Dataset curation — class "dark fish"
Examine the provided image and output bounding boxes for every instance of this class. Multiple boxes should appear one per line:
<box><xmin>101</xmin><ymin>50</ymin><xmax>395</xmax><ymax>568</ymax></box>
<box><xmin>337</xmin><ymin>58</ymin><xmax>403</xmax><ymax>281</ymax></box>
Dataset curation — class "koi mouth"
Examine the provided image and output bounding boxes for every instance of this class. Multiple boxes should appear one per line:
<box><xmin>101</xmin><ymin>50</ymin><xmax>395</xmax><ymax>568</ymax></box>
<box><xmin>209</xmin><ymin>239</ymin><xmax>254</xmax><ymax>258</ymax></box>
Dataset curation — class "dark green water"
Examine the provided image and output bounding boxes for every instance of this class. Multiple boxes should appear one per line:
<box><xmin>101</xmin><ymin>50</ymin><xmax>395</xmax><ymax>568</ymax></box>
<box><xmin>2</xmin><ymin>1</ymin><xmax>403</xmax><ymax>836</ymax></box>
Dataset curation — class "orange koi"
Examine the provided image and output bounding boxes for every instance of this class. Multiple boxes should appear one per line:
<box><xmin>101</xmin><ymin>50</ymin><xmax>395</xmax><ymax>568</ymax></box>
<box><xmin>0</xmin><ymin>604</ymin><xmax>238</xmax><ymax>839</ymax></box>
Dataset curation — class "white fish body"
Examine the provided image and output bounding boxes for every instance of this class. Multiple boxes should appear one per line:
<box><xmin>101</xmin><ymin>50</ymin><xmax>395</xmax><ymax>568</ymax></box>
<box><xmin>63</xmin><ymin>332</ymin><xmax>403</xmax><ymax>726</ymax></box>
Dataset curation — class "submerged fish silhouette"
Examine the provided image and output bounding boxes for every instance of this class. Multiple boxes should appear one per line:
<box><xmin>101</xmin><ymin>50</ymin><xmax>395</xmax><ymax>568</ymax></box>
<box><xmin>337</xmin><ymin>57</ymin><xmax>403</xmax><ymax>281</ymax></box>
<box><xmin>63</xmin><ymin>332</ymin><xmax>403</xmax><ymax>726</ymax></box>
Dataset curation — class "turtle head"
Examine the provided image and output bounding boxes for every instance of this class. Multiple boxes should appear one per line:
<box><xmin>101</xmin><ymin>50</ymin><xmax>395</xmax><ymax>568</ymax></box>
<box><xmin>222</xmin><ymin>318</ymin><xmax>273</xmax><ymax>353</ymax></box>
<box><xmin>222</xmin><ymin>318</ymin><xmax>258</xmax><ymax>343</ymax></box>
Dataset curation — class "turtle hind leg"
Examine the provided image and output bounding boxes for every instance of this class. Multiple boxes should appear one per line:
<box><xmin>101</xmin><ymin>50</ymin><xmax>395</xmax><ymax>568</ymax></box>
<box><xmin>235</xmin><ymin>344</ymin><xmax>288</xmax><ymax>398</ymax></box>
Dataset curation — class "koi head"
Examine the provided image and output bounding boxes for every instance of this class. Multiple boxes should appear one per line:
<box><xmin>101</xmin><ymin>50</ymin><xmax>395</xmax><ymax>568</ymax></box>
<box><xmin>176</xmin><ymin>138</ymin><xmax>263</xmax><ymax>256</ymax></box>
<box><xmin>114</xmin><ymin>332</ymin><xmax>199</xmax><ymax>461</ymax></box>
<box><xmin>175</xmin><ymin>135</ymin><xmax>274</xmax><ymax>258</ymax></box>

+---+

Exercise prompt:
Each line of the listing is to be duplicated exactly as it appears.

Task output:
Dataset curation — class "dark fish"
Examine the provided image and output bounding boxes for every instance of this class. Multiple boxes should appear one per line:
<box><xmin>101</xmin><ymin>50</ymin><xmax>395</xmax><ymax>568</ymax></box>
<box><xmin>337</xmin><ymin>58</ymin><xmax>403</xmax><ymax>281</ymax></box>
Dataset curation — class "koi mouth"
Examine the provided image and output bounding boxes for every instance of this class. Multiple boxes should appear one per line:
<box><xmin>101</xmin><ymin>50</ymin><xmax>395</xmax><ymax>568</ymax></box>
<box><xmin>209</xmin><ymin>239</ymin><xmax>254</xmax><ymax>258</ymax></box>
Dataset curation — class "dark green water"
Examine the provided image and output bounding boxes for every instance of this class. Multiple boxes should appear one per line:
<box><xmin>101</xmin><ymin>50</ymin><xmax>395</xmax><ymax>568</ymax></box>
<box><xmin>2</xmin><ymin>1</ymin><xmax>403</xmax><ymax>836</ymax></box>
Dataset curation — class "orange koi"
Examine the provided image and output bounding boxes for every instance of this class. Multiple boxes should appear one per line:
<box><xmin>101</xmin><ymin>50</ymin><xmax>395</xmax><ymax>568</ymax></box>
<box><xmin>0</xmin><ymin>604</ymin><xmax>238</xmax><ymax>839</ymax></box>
Dataset curation — class "white fish body"
Examine the provided image and output bounding boxes for every instance of this class. Multiple boxes should appear one per line:
<box><xmin>101</xmin><ymin>50</ymin><xmax>395</xmax><ymax>568</ymax></box>
<box><xmin>63</xmin><ymin>332</ymin><xmax>403</xmax><ymax>726</ymax></box>
Dataset curation — class "submerged fish silhouette"
Examine the provided image and output bounding boxes for every instance of this class. Multiple boxes should appear one per line:
<box><xmin>101</xmin><ymin>50</ymin><xmax>395</xmax><ymax>568</ymax></box>
<box><xmin>337</xmin><ymin>57</ymin><xmax>403</xmax><ymax>281</ymax></box>
<box><xmin>63</xmin><ymin>332</ymin><xmax>403</xmax><ymax>726</ymax></box>
Dataset curation — class "turtle head"
Examine the provided image and output bounding boxes for every instance of this class. Multiple boxes should appear one per line:
<box><xmin>101</xmin><ymin>50</ymin><xmax>395</xmax><ymax>568</ymax></box>
<box><xmin>222</xmin><ymin>318</ymin><xmax>273</xmax><ymax>353</ymax></box>
<box><xmin>222</xmin><ymin>318</ymin><xmax>258</xmax><ymax>343</ymax></box>
Dataset curation — class "turtle hind leg"
Examine the provided image and output bounding boxes for every instance of this class. Multiple boxes should appear one per line:
<box><xmin>101</xmin><ymin>50</ymin><xmax>395</xmax><ymax>568</ymax></box>
<box><xmin>235</xmin><ymin>344</ymin><xmax>288</xmax><ymax>398</ymax></box>
Dataset curation — class "koi head"
Examine the provided image and output bounding boxes for every instance of this class. Multiple boxes should appear one per line:
<box><xmin>101</xmin><ymin>50</ymin><xmax>395</xmax><ymax>568</ymax></box>
<box><xmin>176</xmin><ymin>138</ymin><xmax>263</xmax><ymax>256</ymax></box>
<box><xmin>114</xmin><ymin>332</ymin><xmax>199</xmax><ymax>461</ymax></box>
<box><xmin>175</xmin><ymin>135</ymin><xmax>274</xmax><ymax>258</ymax></box>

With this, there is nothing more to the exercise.